* **ASSIGNMENT**: Would you please transcribe the data in full and exactly, excluding images?

INPUT DATA section start

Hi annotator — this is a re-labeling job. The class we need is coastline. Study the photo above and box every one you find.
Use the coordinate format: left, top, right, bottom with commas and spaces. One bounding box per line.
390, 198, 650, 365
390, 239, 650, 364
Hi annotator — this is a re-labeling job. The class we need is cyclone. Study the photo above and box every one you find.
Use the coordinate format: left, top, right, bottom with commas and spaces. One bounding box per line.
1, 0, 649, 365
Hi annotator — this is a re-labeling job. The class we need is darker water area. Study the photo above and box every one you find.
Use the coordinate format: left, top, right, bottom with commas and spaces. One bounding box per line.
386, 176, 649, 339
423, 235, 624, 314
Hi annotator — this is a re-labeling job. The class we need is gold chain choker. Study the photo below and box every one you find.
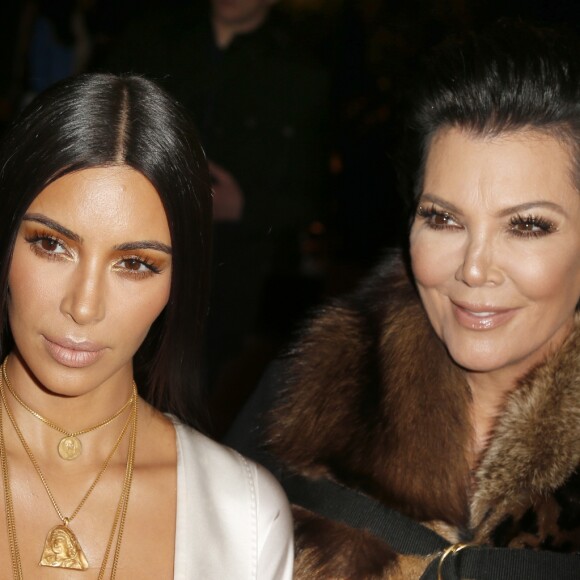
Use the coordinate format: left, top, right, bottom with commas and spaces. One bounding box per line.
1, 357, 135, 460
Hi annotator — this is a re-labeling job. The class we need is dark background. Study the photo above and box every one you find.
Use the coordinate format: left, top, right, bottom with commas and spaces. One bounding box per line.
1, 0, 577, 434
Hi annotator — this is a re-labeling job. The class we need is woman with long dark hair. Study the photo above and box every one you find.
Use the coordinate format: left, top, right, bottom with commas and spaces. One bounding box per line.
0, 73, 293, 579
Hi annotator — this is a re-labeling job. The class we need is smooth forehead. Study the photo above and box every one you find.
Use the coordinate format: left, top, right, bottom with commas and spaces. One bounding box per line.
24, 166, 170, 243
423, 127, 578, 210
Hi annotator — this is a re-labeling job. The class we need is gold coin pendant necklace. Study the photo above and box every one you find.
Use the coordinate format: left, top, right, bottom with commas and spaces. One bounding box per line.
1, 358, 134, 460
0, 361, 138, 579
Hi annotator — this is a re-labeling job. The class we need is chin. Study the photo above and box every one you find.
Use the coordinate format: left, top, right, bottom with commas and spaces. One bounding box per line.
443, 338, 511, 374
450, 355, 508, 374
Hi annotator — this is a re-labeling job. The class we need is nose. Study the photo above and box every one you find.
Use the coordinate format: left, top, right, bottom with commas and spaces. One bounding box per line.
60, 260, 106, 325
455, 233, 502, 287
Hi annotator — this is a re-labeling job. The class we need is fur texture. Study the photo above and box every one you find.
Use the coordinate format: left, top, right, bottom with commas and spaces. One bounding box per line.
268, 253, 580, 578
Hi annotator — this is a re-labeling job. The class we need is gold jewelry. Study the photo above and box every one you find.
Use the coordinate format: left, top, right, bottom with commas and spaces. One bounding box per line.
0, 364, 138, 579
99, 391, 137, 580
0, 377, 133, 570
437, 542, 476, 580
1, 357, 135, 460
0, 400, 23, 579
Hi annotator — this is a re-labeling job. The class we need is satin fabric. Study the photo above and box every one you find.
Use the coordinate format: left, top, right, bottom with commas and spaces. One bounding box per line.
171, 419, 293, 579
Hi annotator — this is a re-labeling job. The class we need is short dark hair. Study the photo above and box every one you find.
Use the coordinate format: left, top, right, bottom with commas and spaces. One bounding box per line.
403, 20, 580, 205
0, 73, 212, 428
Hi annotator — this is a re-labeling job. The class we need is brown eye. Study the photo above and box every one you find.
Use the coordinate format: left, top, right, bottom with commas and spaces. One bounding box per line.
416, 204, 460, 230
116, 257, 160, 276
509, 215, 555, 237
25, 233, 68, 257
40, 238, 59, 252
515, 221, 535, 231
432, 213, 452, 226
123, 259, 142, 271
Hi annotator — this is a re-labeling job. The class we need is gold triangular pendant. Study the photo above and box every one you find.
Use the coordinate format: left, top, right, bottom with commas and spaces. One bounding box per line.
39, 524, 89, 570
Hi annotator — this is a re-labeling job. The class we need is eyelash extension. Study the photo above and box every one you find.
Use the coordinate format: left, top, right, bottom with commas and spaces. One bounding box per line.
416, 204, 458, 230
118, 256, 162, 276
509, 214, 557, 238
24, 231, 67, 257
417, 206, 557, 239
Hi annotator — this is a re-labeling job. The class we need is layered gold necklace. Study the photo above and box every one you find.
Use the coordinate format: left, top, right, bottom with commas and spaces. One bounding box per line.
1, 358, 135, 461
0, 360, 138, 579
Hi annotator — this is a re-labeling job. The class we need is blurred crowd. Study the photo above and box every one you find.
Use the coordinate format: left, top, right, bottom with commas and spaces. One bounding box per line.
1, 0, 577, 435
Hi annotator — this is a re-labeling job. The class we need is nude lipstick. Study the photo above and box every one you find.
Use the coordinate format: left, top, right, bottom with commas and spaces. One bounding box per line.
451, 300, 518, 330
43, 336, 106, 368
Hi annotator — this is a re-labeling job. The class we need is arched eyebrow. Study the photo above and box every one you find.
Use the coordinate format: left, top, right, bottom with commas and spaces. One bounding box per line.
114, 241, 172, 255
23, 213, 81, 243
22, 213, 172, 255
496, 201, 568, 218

INPUT DATA section end

* **WRITTEN ANSWER**:
Hi annotator — this is a re-labeling job. The class we need is coastline. Study the photo above and box every one you find.
Use the coordinate format: left, top, right, bottom with commas and spaces. One bounding box per line.
390, 198, 650, 365
390, 239, 650, 364
Hi annotator — this is a re-labeling job. The class we need is cyclone. Study the photo above and box every one you find.
Use the coordinate format: left, top, right, bottom with commas and spaces. One bounding box per line.
1, 0, 649, 365
Hi annotator — this is a re-labeling job. The class we need is darker water area. Study the photo above and box every one you find.
Use the coordinate format: left, top, right, bottom with commas and spaces. One bounding box per line.
386, 176, 649, 339
423, 235, 624, 314
Hi annotator — this is a re-labeling job. The class we need is gold chain choker. Study the photo below and box every one you find.
Use the coordinate format: left, top, right, bottom with commas and spaces. One bounding box per line.
1, 357, 135, 460
Hi annotator — this is a re-labeling job. The class we need is dark background. Study the photo above and box every one you find.
Use the coordinate format: left, top, right, bottom with commas and spaces. One bounding box per line.
1, 0, 577, 434
Hi annotator — this is a re-labeling job. The class we need is woman with long dark hair. Study the photo above and box every one you find.
Use the coordinate format: left, top, right, bottom with commas and spaces. One bounding box per line.
0, 73, 293, 579
Hi annotator — this is a re-labeling job. The class we need is smooth forehead. Study the photo above and box every one you find.
Use the coordinate format: left, top, right, bottom with commas and spaces. One bounding box per line.
24, 166, 170, 243
423, 127, 578, 210
Hi annotator — this is a re-labeling job. The class we need is gold coin pendant necklace. Study the photo above and box every one you find.
Use the coordinate format: left, top, right, bottom with commas and spaces. One bounding box per line.
1, 358, 134, 460
0, 361, 138, 579
Hi annotator — this is a re-labeling job. The class we need is chin. Study the photo above and box every one you find.
Use the coordinate format: left, top, right, bottom with commas and spaces. One bounding box per line.
443, 338, 511, 374
450, 355, 508, 374
Hi annotator — this is a re-labeling job. The class we need is nose. Study the photo above and box every one you find.
Use the coordinate format: left, top, right, bottom with commas and spaces. One bounding box per line.
60, 260, 106, 325
455, 233, 502, 287
Hi annotator — this is a re-labeling job. The class we need is fur texture. Study the photo above and box every one you find.
Use the coordinate format: left, top, right, bottom with commas and spaces. One bounding box per line.
268, 253, 580, 578
Hi annotator — this is a re-labeling job. The class we need is gold jewelry. Study the photo above and box every one you find.
Use the coordinate format: left, top, right, bottom with commas and spaces. One bounding box per line.
0, 364, 138, 579
99, 391, 137, 580
0, 377, 133, 570
437, 542, 476, 580
1, 357, 135, 460
0, 400, 23, 579
Hi annotator — this is a re-labeling job. The class we need is satin fabric. Study the photo above and box every one you find.
Use the coordinate format: left, top, right, bottom with commas and spaces. One bounding box per line.
171, 419, 293, 579
Hi annotator — this is a re-labeling job. The class we need is short dark hair. Study the photo above and box every one you find.
Use the coordinate format: left, top, right, bottom with commas and spaces. One bounding box per line.
403, 20, 580, 205
0, 73, 212, 428
Hi annotator — this is a re-labeling job. The class we need is brown eye. Study the photo above and box every one you find.
Use the coordinate format: left, top, right, bottom with commas and spaces. One bounding box per line.
416, 204, 460, 230
116, 257, 160, 276
509, 215, 555, 237
25, 233, 68, 257
40, 238, 59, 252
515, 221, 535, 231
432, 213, 452, 226
123, 259, 142, 271
Hi annotator — this is a re-labeling job. The class we need is gold triangular pendant. Study the photo above and box every one you find.
Use the coordinate format: left, top, right, bottom with commas and spaces. One bounding box per line.
39, 524, 89, 570
Hi annotator — this is a re-labeling job. The class we need is eyelash extension. Study the photo above and box every one you find.
Use the coordinate format: left, top, right, bottom with commas and spaces. One bounding box per line.
416, 204, 458, 230
118, 256, 162, 276
509, 214, 557, 238
24, 231, 67, 257
417, 206, 557, 239
Hi annotator — this is a re-labeling job. The class we need is layered gold necklace. Study the photo above and box every one you find.
Use the coordinate format: left, top, right, bottom with commas and spaces. One bounding box per line.
1, 358, 135, 461
0, 360, 138, 579
Hi annotator — this is a re-labeling job. The class we need is blurred crowd. Study the photo above and box every one you find.
Use the coordinate format: left, top, right, bottom with commas and spaces. One bounding box per line.
1, 0, 577, 435
Hi annotator — this is a re-labeling job. The class we need is nude lipstick. Study the photo above and box every one you find.
Use the coordinate format: left, top, right, bottom with commas and spaces. One bounding box per line.
451, 300, 518, 330
43, 336, 106, 368
Hi annotator — this is a re-labeling job. The class we need is arched eyebrow. Study the photo above and box every one you find.
Use the coordinate format: left, top, right, bottom with commas and spaces. One bounding box per line.
114, 241, 172, 255
23, 213, 81, 243
22, 213, 172, 255
496, 201, 568, 218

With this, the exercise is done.